Task objective: Please put the items below into a numbered list, leaving out any blank lines.

— Start Supplied data —

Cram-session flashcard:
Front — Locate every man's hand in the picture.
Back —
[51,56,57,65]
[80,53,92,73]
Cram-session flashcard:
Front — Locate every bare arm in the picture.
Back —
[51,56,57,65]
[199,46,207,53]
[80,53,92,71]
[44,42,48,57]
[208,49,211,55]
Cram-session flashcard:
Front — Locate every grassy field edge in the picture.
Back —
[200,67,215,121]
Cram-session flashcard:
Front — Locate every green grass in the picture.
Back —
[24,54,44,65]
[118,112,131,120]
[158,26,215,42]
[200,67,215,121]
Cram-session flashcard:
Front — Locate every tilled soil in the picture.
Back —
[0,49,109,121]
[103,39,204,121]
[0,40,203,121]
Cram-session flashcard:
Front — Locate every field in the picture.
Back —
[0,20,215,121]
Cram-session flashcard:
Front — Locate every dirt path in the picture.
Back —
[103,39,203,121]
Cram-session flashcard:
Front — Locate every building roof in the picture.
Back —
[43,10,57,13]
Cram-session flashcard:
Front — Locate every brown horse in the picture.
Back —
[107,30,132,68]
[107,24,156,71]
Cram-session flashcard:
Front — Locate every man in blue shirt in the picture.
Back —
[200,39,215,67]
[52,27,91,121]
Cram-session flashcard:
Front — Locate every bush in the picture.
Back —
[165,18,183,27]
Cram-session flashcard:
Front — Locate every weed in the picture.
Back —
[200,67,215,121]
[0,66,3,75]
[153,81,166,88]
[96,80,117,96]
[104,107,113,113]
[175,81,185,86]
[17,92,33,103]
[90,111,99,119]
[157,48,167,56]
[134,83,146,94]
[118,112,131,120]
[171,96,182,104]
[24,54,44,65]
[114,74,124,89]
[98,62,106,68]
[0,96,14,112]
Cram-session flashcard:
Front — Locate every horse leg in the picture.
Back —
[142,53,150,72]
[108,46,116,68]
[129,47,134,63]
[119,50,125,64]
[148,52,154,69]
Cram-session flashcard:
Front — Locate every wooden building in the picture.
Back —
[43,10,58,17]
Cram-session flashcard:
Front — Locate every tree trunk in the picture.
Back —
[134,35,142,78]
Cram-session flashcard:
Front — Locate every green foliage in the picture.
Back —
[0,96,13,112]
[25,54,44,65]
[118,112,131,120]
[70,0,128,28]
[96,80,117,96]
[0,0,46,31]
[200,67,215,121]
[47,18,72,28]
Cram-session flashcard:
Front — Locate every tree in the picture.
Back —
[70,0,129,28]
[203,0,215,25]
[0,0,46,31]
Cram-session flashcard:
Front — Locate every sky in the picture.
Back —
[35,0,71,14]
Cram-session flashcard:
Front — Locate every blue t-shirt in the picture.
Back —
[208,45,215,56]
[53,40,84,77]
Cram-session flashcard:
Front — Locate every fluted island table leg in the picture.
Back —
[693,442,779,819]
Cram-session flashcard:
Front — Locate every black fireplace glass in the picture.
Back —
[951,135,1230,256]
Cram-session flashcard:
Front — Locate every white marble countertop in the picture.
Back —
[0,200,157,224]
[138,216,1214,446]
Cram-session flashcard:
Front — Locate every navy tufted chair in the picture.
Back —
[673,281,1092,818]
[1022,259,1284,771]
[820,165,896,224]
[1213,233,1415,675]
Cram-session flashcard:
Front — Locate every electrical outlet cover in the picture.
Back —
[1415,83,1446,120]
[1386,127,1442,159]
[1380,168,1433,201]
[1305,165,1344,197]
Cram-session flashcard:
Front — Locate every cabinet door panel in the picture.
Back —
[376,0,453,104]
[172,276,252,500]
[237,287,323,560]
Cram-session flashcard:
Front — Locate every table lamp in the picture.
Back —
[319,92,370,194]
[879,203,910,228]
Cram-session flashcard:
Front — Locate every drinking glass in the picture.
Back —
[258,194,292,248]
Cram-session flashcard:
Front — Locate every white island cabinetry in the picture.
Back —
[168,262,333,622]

— End Supplied data —

Response to this exercise:
1. Cram-session flashcard:
2. Front — Locate every man's hand in the picture.
3. Back —
4. [51,56,57,65]
5. [80,53,92,73]
6. Cram-session flashcard:
7. Front — Locate every bare arm in the picture.
8. Back —
9. [51,56,57,65]
10. [199,46,207,53]
11. [80,53,92,71]
12. [44,42,48,57]
13. [208,49,211,55]
14. Cram-session flashcard:
15. Front — Locate every grassy field edge in the picture.
16. Back —
17. [200,67,215,121]
18. Cram-session flashcard:
19. Front — Locate every green grass in the picture.
20. Back —
21. [24,54,44,65]
22. [118,112,131,120]
23. [158,26,215,42]
24. [200,67,215,121]
25. Cram-session flashcard:
26. Front — Locate every tilled soil in the picture.
27. Back —
28. [0,49,109,121]
29. [103,39,204,121]
30. [0,40,203,121]
31. Cram-session flashcard:
32. Front — Locate every field in the picture.
33. Back —
34. [0,20,215,121]
35. Cram-session flashcard:
36. Front — Locate every dirt path in the picture.
37. Back —
38. [103,39,203,121]
39. Cram-session flashcard:
40. Front — Locate every building roof in the picture.
41. Back —
42. [43,10,57,13]
43. Cram-session flashcard:
44. Front — Locate every brown horse in the picture.
45. Back —
46. [107,30,132,68]
47. [107,24,156,71]
48. Cram-session flashcard:
49. Front — Locate every man in blue shirt in the picture.
50. Back —
51. [200,39,215,67]
52. [52,27,91,121]
53. Cram-session flashcard:
54. Front — Locate every bush in the picture.
55. Back —
56. [165,18,183,27]
57. Cram-session flashcard:
58. Front — Locate every weed in the picture.
59. Back —
60. [200,67,215,121]
61. [0,66,3,75]
62. [153,81,166,88]
63. [96,80,117,96]
64. [104,107,113,113]
65. [175,81,185,86]
66. [17,92,33,103]
67. [90,111,99,119]
68. [157,48,167,56]
69. [134,83,146,94]
70. [118,112,131,120]
71. [171,96,182,104]
72. [24,54,44,65]
73. [114,74,124,89]
74. [98,62,106,68]
75. [0,96,14,112]
76. Cram-session flashcard:
77. Front — Locate every horse leg in the picture.
78. Back —
79. [142,53,150,72]
80. [108,46,116,68]
81. [129,47,134,63]
82. [119,50,125,64]
83. [148,52,154,69]
84. Cram-session flashcard:
85. Front — Locate every wooden building in the picture.
86. Back —
87. [43,10,58,17]
88. Cram-session flashcard:
89. Front — Locate every tree trunk in the picture.
90. Back —
91. [134,35,142,78]
92. Cram-session flashcard:
93. Front — Locate every green foliage in the picture.
94. Back —
95. [0,96,13,112]
96. [25,54,44,65]
97. [118,112,131,120]
98. [70,0,128,28]
99. [96,80,117,96]
100. [0,0,46,31]
101. [200,67,215,121]
102. [47,18,72,28]
103. Cram-session flashcard:
104. Front — Locate every tree in the picture.
105. Back —
106. [70,0,129,28]
107. [203,0,215,25]
108. [0,0,46,31]
109. Cram-session flashcard:
110. Front — Locate every sky in the picture.
111. Back —
112. [35,0,71,14]
113. Cram-session flashcard:
114. Front — Locate every blue t-shirt in the picture.
115. Back —
116. [208,45,215,56]
117. [53,40,84,77]
118. Cram-session flashcard:
119. Front — Locate every fluted island table leg in the picture.
120. Back —
121. [693,442,779,819]
122. Cram-session flashcard:
123. Front — Locate every black fireplace glass in the picture.
124. Back —
125. [951,135,1230,256]
126. Cram-session flashcard:
127. Front — Locate every white marble countertop in the picture.
128. Back —
129. [0,200,157,224]
130. [138,216,1214,446]
131. Cram-session flashcard:
132. Front — Locate every navy tufted chair in the picture.
133. Back —
134. [673,281,1092,818]
135. [1022,259,1284,771]
136. [820,165,896,224]
137. [1213,233,1415,675]
138. Cram-session flashcard:
139. Front — Locate every electrical outlet cover in the picture.
140. Back —
141. [1415,83,1446,120]
142. [1386,127,1442,159]
143. [1380,168,1433,201]
144. [1305,165,1344,197]
145. Cram-session flashcard:
146. Front — Locate every cabinet door panel in the picture.
147. Back —
148. [376,0,453,104]
149. [172,276,252,500]
150. [237,287,323,560]
151. Cram-session flashcard:
152. Front — Locate every table lamp in the picture.
153. Back —
154. [319,92,370,194]
155. [879,203,910,228]
156. Cram-session flashcard:
157. Front — Locate every drinking glass in the picture.
158. Back —
159. [258,194,292,248]
160. Cram-session flashcard:
161. Front — Locate every white island cabinetry in the picture.
162. Back —
163. [168,262,333,622]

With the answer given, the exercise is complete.